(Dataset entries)
+ + + +

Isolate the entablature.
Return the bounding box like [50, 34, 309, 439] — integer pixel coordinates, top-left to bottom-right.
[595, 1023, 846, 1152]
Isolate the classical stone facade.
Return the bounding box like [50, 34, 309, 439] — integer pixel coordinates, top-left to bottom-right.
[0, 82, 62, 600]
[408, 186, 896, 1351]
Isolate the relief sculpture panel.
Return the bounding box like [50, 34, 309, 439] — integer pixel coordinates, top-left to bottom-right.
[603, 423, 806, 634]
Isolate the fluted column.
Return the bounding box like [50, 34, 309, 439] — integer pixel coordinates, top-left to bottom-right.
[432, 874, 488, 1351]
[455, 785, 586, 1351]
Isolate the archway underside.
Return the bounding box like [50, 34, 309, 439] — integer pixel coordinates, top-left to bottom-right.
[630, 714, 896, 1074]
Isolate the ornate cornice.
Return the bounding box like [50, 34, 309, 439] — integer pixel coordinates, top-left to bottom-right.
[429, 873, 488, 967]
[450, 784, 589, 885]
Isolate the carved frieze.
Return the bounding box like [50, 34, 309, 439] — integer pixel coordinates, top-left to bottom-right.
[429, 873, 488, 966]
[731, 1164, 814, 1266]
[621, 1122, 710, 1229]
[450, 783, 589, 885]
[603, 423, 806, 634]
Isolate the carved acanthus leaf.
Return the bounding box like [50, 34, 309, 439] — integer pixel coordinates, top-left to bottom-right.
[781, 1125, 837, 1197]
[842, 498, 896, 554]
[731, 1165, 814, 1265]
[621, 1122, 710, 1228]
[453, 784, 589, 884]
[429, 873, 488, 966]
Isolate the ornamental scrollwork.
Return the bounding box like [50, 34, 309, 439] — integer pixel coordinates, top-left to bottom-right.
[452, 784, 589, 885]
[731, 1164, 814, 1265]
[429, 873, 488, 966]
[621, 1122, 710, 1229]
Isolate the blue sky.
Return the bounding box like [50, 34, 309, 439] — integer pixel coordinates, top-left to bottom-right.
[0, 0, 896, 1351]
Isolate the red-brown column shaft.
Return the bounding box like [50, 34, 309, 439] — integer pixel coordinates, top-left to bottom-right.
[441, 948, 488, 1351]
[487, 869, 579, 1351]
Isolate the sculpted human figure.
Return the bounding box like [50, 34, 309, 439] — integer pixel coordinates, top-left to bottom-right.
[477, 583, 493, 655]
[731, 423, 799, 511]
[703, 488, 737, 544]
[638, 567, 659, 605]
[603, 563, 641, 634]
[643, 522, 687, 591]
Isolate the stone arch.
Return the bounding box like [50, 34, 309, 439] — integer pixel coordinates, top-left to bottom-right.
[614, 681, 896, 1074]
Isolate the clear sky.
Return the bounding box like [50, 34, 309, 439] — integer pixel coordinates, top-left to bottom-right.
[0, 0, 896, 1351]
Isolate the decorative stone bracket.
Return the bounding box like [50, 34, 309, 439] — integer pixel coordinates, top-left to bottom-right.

+ + + +

Challenge: Rewrite the listing above as a Markdown table with the columns Row and Line. Number each line and skip any blank lines.

The output:
| Row | Line |
|---|---|
| 1 | Isolate the entablature. |
| 2 | Return the bounding box like [50, 34, 309, 439] — integer pixel coordinates, top-left to bottom-right. |
| 3 | [595, 1023, 846, 1152] |
| 4 | Isolate the classical stone facade. |
| 5 | Return the bounding box like [50, 34, 309, 439] — integer pixel coordinates, top-left to bottom-right. |
| 6 | [0, 82, 62, 600] |
| 7 | [408, 186, 896, 1351] |
| 8 | Isolate the relief sculpture panel. |
| 9 | Return the bounding box like [50, 34, 309, 439] — integer pixel coordinates, top-left to bottom-right. |
| 10 | [603, 423, 806, 634] |
| 11 | Isolate the fluted column. |
| 12 | Return the bounding box like [50, 34, 309, 439] — integer pixel coordinates, top-left to bottom-right. |
| 13 | [432, 874, 488, 1351] |
| 14 | [455, 785, 586, 1351] |
| 15 | Isolate the archway underside. |
| 16 | Return the bounding box like [50, 34, 309, 439] — integer pixel coordinates, top-left to bottom-right. |
| 17 | [630, 714, 896, 1074] |
| 18 | Isolate the ornate cornice. |
| 19 | Return the bounding box like [50, 34, 309, 439] — integer pixel coordinates, top-left to bottom-right. |
| 20 | [429, 873, 488, 967] |
| 21 | [450, 784, 589, 885] |
| 22 | Isolate the carved frieze. |
| 23 | Return the bounding box like [50, 34, 309, 439] — integer pixel coordinates, top-left to bottom-right. |
| 24 | [429, 873, 488, 966] |
| 25 | [731, 1164, 814, 1266] |
| 26 | [621, 1122, 710, 1229] |
| 27 | [450, 783, 589, 885] |
| 28 | [603, 423, 806, 634] |
| 29 | Isolate the carved acanthus leaf. |
| 30 | Return the bounding box like [50, 34, 309, 439] — integer pixel coordinates, top-left to bottom-right. |
| 31 | [781, 1125, 837, 1197] |
| 32 | [842, 498, 896, 554] |
| 33 | [731, 1165, 814, 1265] |
| 34 | [621, 1122, 710, 1228] |
| 35 | [453, 784, 589, 884] |
| 36 | [429, 873, 488, 966] |
| 37 | Isolate the ornamental scrollwork. |
| 38 | Return the bounding box like [50, 34, 309, 439] — integer pixel coordinates, top-left to bottom-right. |
| 39 | [452, 784, 589, 885] |
| 40 | [731, 1164, 814, 1265] |
| 41 | [429, 873, 488, 966] |
| 42 | [621, 1122, 710, 1229] |
| 43 | Isolate the blue sky. |
| 44 | Return the bounding box like [50, 34, 309, 439] — integer pixel coordinates, top-left to bottom-right. |
| 45 | [0, 0, 896, 1351] |
| 46 | Isolate the red-brown column shaft. |
| 47 | Return the bounding box like [50, 34, 309, 439] — integer pixel coordinates, top-left to bottom-right. |
| 48 | [441, 948, 488, 1351] |
| 49 | [487, 869, 579, 1351] |
| 50 | Isolate the sculpted human figure. |
| 51 | Return the bounding box like [50, 34, 309, 439] — integer pixel coordinates, top-left to bottom-right. |
| 52 | [477, 583, 493, 655] |
| 53 | [731, 423, 799, 511] |
| 54 | [703, 488, 737, 544] |
| 55 | [638, 567, 659, 605] |
| 56 | [603, 563, 641, 634] |
| 57 | [643, 522, 687, 591] |
| 58 | Isolate the stone arch. |
| 59 | Return the bounding box like [50, 34, 309, 439] — integer pixel coordinates, top-left to bottom-right. |
| 60 | [614, 681, 896, 1074] |
| 61 | Isolate the clear sky. |
| 62 | Return the bounding box like [50, 34, 309, 439] — integer pixel coordinates, top-left to bottom-right. |
| 63 | [0, 0, 896, 1351] |
| 64 | Isolate the decorative stone bracket. |
| 65 | Return the bounding box like [50, 34, 309, 439] — integer pixel coordinates, top-left to bottom-right. |